* _Extracted entries_:

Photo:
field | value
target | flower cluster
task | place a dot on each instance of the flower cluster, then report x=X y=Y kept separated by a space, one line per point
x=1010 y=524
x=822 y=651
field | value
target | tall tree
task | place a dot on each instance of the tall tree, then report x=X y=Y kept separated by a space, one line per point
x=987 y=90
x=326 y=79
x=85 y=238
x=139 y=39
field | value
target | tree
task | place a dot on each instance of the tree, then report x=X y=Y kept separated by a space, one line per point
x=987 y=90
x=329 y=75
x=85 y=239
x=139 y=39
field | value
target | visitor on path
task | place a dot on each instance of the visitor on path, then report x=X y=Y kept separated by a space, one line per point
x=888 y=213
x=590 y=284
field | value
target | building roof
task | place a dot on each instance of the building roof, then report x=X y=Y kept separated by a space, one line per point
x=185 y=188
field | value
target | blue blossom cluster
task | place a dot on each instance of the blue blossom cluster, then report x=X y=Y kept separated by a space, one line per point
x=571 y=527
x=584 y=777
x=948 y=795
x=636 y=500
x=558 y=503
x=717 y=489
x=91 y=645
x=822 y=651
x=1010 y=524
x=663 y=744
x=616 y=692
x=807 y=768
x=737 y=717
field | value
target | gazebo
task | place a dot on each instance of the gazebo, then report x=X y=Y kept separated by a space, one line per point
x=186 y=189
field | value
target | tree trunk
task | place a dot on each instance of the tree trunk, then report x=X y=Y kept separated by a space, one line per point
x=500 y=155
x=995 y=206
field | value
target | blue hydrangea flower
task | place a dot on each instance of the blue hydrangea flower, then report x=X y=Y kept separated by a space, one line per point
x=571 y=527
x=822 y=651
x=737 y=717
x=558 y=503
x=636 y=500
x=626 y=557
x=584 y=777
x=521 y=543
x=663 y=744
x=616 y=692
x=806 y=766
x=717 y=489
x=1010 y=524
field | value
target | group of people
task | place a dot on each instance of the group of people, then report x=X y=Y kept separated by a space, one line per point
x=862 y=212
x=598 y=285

* _Requirement_: Repeat the entries above word for word, from the first line through the line containing "x=995 y=206", with both of those lines included.

* _Task output_:
Photo:
field | value
target | flower cluster
task | place a dot on each instance of the flower cluster, then report x=X y=Y kept separated by a space, one line per point
x=1010 y=524
x=822 y=651
field | value
target | tall tree
task | place a dot on each instance of the tall tree, then report x=X y=Y kept separated by a space, one line per point
x=987 y=90
x=326 y=79
x=85 y=238
x=139 y=39
field | value
target | tree
task | place a dot on each instance of the tree, then report x=X y=Y kept separated by a space, one line per point
x=987 y=90
x=329 y=75
x=85 y=239
x=139 y=39
field | value
target | visitor on path
task | place a dot on each instance of the visitor on path, then report x=X y=Y kept separated by a space, one line per point
x=888 y=213
x=590 y=284
field | value
target | building roof
task | place a dot on each instance of the building roof, then report x=X y=Y kept separated by a space, one line per point
x=185 y=188
field | value
target | blue blossom cluster
task | place a dot on each instance of the blue blossom cluster, then report x=X y=Y kept separated by a space, one line per point
x=571 y=527
x=584 y=777
x=948 y=795
x=636 y=500
x=558 y=503
x=717 y=489
x=91 y=645
x=822 y=651
x=1010 y=524
x=663 y=744
x=616 y=692
x=807 y=768
x=737 y=717
field | value
target | gazebo
task | place a dot on each instance of the gazebo, then report x=X y=Y kept separated by a space, one line per point
x=186 y=189
field | value
target | tree trunk
task | place a dot on each instance of the tree trunk, then report x=X y=Y kept separated by a space, one line per point
x=500 y=155
x=995 y=206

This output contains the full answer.